## [EXERCISE PROMPT]
Replace "relevant region" with "matching region" in the listing lines from the line containing "The query is: straw bundle" through the line containing "left=250, top=0, right=769, bottom=390", and write out only those lines with nothing else altered.

## [DATA LISTING]
◆ ◆ ◆
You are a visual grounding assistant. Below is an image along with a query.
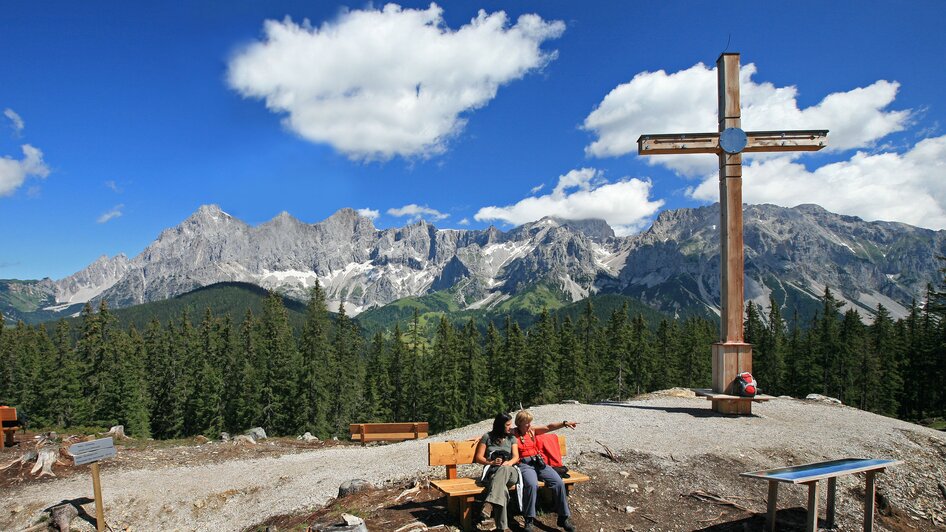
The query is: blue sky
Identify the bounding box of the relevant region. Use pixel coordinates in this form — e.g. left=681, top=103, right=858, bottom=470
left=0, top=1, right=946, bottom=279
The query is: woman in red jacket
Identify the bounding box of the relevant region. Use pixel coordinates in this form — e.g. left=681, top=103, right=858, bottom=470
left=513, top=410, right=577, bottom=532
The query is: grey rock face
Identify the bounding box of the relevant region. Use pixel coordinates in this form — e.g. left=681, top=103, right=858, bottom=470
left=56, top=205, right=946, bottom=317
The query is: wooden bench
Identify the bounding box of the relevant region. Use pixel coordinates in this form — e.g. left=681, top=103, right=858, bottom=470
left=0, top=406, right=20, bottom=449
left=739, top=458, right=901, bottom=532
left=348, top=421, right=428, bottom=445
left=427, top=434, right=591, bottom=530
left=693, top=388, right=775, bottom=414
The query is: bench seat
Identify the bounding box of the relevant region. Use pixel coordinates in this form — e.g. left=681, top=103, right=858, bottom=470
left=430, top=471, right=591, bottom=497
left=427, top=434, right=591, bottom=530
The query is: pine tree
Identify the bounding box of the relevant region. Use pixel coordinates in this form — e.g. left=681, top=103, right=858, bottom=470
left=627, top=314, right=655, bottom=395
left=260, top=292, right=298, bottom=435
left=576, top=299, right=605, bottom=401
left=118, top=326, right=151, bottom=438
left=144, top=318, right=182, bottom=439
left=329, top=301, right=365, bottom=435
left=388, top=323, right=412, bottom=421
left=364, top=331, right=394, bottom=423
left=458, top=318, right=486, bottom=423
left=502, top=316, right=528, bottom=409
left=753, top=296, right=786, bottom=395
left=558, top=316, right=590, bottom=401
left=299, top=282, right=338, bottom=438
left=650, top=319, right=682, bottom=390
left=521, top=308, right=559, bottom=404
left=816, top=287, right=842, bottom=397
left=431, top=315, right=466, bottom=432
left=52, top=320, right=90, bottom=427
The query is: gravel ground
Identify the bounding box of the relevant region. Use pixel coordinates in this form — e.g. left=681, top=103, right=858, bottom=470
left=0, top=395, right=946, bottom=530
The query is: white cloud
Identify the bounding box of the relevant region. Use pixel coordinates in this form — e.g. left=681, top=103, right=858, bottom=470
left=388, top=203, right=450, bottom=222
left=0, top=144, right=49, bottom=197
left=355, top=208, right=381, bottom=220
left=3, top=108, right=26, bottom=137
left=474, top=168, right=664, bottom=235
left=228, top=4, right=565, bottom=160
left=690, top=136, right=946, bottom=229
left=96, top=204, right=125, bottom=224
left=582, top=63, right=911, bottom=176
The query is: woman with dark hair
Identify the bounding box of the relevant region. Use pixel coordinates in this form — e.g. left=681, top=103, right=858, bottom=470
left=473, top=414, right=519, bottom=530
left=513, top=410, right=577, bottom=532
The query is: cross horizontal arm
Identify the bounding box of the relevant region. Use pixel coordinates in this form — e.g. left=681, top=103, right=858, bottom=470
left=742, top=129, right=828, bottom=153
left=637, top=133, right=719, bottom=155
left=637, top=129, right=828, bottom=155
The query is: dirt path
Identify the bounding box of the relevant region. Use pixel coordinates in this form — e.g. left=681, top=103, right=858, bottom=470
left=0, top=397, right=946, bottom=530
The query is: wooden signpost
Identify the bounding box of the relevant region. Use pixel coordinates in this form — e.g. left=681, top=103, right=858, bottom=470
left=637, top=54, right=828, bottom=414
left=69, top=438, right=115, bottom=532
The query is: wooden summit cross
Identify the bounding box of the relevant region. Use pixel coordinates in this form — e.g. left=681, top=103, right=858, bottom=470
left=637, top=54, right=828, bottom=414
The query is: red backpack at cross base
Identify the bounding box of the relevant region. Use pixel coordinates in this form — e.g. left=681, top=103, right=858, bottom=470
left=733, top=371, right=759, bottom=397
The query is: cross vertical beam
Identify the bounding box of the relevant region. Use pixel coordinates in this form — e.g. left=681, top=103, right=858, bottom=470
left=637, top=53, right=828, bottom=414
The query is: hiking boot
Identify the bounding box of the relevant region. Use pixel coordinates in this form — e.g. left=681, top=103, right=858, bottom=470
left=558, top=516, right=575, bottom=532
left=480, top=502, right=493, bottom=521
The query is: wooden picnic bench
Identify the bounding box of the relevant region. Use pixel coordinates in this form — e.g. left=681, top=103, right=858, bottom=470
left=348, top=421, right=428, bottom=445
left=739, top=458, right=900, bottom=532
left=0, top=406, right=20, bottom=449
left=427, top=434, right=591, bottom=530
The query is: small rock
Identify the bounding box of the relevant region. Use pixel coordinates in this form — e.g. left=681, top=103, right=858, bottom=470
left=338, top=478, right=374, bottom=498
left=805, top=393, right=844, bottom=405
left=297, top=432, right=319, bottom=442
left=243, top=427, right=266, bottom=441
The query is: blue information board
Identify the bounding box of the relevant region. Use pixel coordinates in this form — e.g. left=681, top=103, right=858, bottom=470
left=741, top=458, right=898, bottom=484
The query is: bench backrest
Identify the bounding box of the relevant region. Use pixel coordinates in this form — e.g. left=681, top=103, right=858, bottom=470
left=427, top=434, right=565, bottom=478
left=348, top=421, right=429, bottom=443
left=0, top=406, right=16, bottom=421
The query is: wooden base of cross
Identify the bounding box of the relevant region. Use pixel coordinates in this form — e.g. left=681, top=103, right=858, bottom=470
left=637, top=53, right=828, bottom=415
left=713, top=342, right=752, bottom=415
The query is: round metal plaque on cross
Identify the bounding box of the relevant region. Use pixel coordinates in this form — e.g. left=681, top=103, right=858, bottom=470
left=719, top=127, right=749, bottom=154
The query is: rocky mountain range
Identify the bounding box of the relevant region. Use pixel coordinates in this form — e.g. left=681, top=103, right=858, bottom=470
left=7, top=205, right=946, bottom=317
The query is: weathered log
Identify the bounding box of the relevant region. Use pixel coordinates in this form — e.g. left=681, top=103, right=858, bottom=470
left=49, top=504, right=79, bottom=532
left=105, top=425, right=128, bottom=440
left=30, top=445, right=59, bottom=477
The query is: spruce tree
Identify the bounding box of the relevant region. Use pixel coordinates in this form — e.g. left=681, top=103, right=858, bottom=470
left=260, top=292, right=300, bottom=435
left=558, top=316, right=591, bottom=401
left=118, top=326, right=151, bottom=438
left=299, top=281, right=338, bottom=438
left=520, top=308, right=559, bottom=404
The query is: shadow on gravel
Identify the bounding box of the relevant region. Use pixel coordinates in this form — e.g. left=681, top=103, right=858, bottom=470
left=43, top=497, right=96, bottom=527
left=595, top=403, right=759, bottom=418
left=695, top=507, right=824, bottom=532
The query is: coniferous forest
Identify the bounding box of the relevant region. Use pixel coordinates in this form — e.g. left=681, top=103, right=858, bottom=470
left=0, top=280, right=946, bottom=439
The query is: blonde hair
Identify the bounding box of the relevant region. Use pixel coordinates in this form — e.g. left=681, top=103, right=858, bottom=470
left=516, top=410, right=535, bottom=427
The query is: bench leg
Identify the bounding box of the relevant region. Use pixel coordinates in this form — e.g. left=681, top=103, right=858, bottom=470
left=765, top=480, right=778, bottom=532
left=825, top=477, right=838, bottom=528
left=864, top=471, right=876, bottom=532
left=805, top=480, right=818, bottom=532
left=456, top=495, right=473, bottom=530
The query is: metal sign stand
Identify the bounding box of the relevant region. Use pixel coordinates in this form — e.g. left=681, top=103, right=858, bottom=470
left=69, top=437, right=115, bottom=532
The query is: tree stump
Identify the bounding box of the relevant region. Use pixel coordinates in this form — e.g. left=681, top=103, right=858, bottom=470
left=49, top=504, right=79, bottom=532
◆ ◆ ◆
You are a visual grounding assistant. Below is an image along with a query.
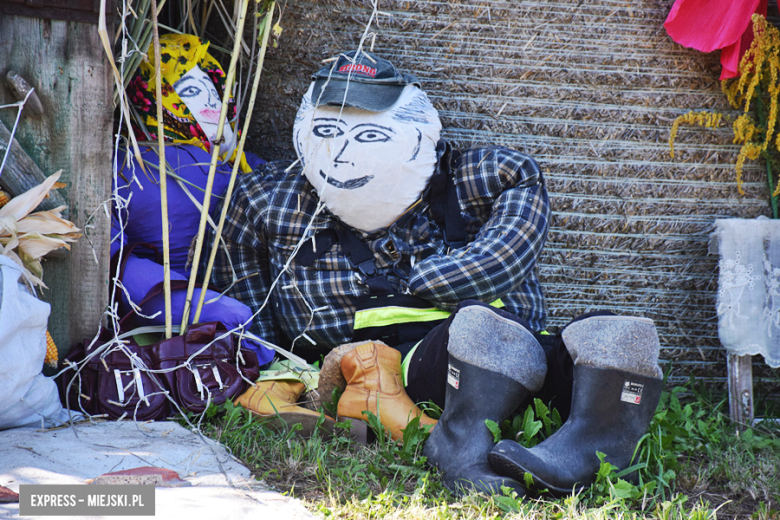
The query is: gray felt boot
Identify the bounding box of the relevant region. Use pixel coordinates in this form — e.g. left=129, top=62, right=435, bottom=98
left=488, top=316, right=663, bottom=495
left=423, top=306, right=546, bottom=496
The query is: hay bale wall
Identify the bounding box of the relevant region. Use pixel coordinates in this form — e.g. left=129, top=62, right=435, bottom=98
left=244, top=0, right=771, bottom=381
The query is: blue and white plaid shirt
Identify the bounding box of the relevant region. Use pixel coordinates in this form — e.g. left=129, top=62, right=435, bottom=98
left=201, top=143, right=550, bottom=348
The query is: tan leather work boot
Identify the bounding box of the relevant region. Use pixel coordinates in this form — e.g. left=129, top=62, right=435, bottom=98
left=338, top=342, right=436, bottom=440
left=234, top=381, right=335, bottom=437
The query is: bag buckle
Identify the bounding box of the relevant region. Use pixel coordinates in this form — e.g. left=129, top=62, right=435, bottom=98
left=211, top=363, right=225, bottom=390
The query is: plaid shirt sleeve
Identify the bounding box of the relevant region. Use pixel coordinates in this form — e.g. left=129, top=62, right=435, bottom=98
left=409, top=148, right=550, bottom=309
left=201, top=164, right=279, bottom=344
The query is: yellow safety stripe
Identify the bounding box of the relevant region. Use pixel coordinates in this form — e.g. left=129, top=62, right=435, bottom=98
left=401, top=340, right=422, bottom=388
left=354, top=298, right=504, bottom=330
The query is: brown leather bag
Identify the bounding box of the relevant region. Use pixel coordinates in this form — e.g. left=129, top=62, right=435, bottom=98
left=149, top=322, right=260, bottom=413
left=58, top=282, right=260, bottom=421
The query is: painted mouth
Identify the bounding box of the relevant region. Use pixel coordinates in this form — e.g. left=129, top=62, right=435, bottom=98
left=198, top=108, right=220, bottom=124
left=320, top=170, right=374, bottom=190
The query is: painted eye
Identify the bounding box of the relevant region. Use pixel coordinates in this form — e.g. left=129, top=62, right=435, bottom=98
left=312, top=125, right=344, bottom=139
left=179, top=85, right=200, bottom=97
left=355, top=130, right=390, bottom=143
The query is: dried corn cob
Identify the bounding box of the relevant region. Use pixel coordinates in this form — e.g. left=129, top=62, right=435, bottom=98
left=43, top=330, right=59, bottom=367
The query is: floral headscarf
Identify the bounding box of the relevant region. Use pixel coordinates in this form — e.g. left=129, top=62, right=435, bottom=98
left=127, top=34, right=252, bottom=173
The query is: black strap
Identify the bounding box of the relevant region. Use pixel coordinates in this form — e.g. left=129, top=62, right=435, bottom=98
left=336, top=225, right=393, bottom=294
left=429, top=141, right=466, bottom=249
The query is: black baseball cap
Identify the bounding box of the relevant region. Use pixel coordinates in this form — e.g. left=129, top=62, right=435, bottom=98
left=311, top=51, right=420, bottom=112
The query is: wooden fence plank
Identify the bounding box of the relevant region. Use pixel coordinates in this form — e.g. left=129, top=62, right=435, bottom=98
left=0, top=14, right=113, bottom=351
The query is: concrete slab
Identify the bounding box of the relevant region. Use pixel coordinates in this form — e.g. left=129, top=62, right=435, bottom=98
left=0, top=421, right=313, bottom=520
◆ ◆ ◆
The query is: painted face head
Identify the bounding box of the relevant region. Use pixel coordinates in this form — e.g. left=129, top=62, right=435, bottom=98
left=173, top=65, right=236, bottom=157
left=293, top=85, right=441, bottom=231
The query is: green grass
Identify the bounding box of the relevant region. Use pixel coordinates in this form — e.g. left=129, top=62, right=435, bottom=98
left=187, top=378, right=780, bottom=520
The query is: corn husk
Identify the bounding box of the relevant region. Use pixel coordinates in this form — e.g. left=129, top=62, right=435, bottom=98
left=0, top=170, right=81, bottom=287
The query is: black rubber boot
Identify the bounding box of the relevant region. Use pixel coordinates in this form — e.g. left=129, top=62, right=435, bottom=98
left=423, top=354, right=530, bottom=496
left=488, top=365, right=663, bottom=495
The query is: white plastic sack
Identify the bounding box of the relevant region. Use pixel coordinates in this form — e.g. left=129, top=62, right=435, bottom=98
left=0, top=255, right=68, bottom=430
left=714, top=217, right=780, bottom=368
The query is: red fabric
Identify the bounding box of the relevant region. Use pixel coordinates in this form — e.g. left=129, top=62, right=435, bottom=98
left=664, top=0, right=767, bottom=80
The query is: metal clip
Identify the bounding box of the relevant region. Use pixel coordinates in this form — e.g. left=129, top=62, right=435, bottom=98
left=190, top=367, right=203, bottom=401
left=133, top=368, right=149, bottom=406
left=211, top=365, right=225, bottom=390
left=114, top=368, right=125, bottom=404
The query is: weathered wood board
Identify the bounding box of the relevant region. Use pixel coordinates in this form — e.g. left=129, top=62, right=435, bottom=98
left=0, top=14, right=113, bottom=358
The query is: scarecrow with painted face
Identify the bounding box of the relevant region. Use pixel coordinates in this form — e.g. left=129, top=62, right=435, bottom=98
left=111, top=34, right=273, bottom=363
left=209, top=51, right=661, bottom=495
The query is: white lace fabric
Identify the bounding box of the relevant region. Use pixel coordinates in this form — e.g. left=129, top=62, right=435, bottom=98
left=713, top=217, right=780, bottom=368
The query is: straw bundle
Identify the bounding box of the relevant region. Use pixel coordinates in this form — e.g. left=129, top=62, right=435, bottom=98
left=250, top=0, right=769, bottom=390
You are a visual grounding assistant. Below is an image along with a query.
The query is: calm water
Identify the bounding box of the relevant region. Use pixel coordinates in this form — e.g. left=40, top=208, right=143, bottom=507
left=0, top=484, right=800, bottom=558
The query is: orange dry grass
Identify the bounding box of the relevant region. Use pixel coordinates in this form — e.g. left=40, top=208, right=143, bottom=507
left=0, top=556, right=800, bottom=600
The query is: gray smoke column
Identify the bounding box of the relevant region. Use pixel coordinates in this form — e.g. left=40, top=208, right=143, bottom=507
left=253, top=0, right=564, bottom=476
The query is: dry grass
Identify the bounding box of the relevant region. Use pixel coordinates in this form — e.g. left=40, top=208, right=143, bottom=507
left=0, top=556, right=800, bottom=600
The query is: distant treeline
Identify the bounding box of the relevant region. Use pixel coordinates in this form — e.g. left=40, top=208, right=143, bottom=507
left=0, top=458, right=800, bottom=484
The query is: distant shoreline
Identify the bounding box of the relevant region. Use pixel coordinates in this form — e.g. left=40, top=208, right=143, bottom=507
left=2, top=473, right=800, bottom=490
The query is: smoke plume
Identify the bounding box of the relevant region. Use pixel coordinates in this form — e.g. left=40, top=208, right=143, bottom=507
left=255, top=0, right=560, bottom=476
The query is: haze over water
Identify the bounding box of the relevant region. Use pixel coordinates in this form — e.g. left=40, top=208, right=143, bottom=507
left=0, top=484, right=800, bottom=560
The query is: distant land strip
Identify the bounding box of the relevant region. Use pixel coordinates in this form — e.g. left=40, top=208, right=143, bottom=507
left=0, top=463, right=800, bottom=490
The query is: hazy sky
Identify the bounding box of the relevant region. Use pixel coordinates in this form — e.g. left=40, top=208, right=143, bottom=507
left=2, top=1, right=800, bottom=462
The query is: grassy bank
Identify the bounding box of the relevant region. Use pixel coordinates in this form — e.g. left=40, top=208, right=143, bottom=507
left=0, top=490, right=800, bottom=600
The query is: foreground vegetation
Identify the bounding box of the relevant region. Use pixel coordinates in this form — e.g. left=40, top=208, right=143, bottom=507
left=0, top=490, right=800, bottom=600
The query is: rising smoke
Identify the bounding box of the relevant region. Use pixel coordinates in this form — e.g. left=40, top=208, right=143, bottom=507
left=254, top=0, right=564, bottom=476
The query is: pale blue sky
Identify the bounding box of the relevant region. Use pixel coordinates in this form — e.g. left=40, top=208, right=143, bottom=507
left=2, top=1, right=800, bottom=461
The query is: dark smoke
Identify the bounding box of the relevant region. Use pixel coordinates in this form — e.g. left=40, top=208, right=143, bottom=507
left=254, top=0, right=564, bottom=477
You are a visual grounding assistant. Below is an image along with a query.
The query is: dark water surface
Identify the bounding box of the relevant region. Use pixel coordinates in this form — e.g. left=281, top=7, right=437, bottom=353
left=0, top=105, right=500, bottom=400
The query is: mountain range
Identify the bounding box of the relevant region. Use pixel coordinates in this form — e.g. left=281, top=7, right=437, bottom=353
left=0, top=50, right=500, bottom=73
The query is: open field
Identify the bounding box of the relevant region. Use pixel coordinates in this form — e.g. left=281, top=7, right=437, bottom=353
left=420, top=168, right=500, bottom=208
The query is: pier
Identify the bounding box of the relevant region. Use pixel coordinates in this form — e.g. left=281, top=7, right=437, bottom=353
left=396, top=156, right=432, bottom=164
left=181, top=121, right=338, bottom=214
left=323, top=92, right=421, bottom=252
◆ ◆ ◆
## [SOLUTION]
The query is: straw bundle
Identify the bounding box of the matching region. Use pixel coordinates in this form — e.g. left=129, top=62, right=435, bottom=98
left=250, top=0, right=769, bottom=390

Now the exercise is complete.